> What is required
Copy every one of the entries below word for word, keeping each line unchanged and in its original order.

**** Dataset excerpts

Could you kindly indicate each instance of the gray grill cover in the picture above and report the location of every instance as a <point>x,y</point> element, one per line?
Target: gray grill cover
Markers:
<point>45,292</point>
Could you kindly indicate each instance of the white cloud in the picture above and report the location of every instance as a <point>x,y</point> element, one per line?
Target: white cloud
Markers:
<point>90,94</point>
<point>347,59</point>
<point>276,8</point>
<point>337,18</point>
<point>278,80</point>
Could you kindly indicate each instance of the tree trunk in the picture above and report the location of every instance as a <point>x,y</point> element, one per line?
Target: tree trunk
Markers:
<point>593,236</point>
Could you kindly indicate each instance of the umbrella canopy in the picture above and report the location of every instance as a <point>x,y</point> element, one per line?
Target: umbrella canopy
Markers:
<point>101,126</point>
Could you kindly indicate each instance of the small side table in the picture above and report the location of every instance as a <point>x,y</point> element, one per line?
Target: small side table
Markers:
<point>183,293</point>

********

> Full solution
Could you kindly indicate each instance of the gray grill cover in the picture above and report the location of every instance as a <point>x,y</point> element, one per line?
Target: gray grill cover
Markers:
<point>45,292</point>
Could you kindly indicate each instance of the white cloud in the picture above and report the location of every instance as a <point>x,y</point> element, one per line?
Target: white cloud
Markers:
<point>90,94</point>
<point>347,59</point>
<point>276,8</point>
<point>337,18</point>
<point>278,80</point>
Could you kindly indicate each instance of the tree trunk in the picture above and report the location of every instance as a <point>x,y</point> element, one per line?
Target: tree trunk
Markers:
<point>593,236</point>
Could you kindly indicate each instance of the umbrella canopy in the picture above and report the location of every instance as a <point>x,y</point> element, one per line?
Target: umbrella canopy
Markers:
<point>101,126</point>
Could you kindly indicate each instance of the small side table in the picture above and report the location of every instance as a <point>x,y</point> element, one per line?
Target: small side table
Markers:
<point>183,293</point>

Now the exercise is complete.